** To be done **
Could you rewrite the part of the lines that opens with the line containing "I'm certain the wooden cabinet" and runs through the last line, keeping every line's wording unchanged but multiplying each bounding-box coordinate by 0.4 and rounding to whole numbers, with halves rounded up?

(Records)
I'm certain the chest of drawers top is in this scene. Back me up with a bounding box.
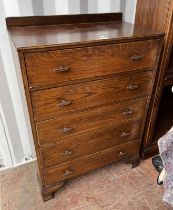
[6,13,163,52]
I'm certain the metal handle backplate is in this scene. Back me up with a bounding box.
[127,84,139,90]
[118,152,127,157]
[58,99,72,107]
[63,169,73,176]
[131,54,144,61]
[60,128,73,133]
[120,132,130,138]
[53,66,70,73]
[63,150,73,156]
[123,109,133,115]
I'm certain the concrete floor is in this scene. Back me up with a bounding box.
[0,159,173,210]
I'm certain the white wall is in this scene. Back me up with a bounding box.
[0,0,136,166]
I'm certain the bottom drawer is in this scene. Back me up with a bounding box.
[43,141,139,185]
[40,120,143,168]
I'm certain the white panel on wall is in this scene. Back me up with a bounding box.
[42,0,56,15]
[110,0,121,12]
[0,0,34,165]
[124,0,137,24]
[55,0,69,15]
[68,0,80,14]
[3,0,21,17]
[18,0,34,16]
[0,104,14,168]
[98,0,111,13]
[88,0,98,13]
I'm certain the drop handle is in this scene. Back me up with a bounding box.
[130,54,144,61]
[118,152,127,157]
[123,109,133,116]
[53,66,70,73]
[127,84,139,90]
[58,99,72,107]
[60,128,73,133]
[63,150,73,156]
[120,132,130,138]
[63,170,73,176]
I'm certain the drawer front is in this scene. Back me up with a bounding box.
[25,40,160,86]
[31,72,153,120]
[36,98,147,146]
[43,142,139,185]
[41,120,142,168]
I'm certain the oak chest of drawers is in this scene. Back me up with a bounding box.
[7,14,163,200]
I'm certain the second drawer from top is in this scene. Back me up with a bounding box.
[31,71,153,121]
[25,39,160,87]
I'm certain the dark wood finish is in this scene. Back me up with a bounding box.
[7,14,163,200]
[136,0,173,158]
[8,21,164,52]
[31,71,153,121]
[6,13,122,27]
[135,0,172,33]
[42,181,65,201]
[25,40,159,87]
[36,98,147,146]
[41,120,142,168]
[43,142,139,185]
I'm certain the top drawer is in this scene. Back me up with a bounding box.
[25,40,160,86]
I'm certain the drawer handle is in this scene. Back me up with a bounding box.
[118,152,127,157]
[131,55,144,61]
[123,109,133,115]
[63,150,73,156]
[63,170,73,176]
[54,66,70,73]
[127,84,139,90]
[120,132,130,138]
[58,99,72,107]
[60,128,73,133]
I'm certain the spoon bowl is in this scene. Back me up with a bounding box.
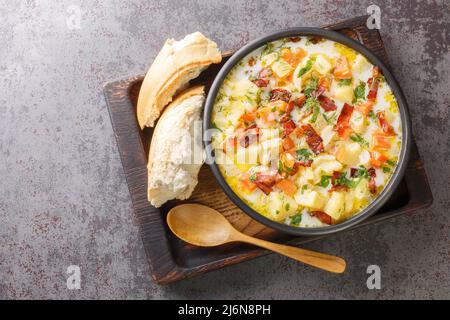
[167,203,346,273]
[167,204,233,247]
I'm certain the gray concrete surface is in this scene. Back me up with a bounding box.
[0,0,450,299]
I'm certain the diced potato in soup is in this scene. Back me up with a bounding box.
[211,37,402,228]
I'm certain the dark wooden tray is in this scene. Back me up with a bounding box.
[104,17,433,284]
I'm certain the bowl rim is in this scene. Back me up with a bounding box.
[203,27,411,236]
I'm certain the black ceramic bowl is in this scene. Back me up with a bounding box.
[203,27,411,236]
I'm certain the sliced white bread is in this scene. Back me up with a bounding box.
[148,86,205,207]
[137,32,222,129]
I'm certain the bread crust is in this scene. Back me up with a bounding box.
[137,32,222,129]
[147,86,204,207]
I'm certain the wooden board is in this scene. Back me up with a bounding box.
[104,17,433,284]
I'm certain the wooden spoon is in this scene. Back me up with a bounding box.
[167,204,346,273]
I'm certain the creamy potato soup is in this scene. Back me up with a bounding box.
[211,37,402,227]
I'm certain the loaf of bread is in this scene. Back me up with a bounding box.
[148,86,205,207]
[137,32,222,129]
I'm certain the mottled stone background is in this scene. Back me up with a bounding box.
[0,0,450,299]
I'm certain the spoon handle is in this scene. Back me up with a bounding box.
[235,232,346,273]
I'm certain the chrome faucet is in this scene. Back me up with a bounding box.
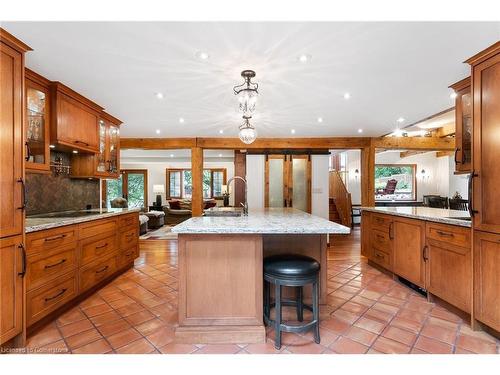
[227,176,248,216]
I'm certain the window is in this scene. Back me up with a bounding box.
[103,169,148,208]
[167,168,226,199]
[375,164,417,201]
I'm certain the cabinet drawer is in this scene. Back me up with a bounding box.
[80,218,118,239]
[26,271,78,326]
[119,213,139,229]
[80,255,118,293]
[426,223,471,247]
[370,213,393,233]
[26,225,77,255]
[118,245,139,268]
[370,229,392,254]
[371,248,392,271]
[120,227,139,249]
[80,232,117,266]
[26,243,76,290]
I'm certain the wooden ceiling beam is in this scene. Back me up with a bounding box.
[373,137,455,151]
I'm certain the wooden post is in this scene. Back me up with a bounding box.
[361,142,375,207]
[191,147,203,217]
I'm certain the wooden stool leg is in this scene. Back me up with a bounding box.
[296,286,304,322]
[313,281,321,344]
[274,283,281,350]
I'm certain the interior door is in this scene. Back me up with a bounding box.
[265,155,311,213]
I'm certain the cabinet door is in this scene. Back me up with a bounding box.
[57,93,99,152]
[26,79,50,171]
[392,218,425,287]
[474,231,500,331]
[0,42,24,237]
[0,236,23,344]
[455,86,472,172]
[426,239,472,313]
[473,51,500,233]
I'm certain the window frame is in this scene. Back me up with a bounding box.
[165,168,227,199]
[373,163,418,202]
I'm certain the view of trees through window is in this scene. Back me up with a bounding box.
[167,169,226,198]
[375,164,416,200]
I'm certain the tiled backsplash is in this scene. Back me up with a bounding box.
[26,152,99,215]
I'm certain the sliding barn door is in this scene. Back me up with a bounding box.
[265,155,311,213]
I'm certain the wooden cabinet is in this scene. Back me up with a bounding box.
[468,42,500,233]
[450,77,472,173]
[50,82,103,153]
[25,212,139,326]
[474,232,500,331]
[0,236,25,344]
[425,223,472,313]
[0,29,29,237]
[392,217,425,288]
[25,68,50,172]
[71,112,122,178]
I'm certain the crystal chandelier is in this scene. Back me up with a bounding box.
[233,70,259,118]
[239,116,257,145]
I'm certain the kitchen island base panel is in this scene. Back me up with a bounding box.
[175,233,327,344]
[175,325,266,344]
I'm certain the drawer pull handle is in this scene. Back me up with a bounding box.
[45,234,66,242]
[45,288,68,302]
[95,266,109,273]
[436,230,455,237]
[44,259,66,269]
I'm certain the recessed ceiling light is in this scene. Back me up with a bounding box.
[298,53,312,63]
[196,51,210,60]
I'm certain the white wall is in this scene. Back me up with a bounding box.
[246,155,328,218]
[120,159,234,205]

** Response for this exercise **
I'm certain the wooden cabinet is in this scene. Back me up with a bounding box.
[187,17,200,93]
[180,31,189,69]
[20,33,41,61]
[10,85,56,130]
[190,93,200,132]
[0,94,10,138]
[170,89,189,125]
[0,12,12,95]
[157,87,170,115]
[10,27,20,69]
[28,45,49,71]
I'm certain the crystal chandelier is in this scene. Back me up with a bounding box.
[93,28,104,47]
[96,46,103,58]
I'm certain the kitchen island base panel is in this scene. Back me up with a bounding box.
[70,93,131,138]
[70,130,106,138]
I'm certain the drawer pull handle is in this scene. Back me up with a bounding box.
[18,94,26,97]
[18,115,27,121]
[38,106,44,109]
[174,92,182,95]
[18,104,26,108]
I'm certain the recessed ceiling light is in this scene. Back me up with a bounding box.
[119,21,125,25]
[78,20,84,24]
I'm certain the white wall is in this scene. Back me up with a bounding box.
[98,62,131,87]
[48,64,94,82]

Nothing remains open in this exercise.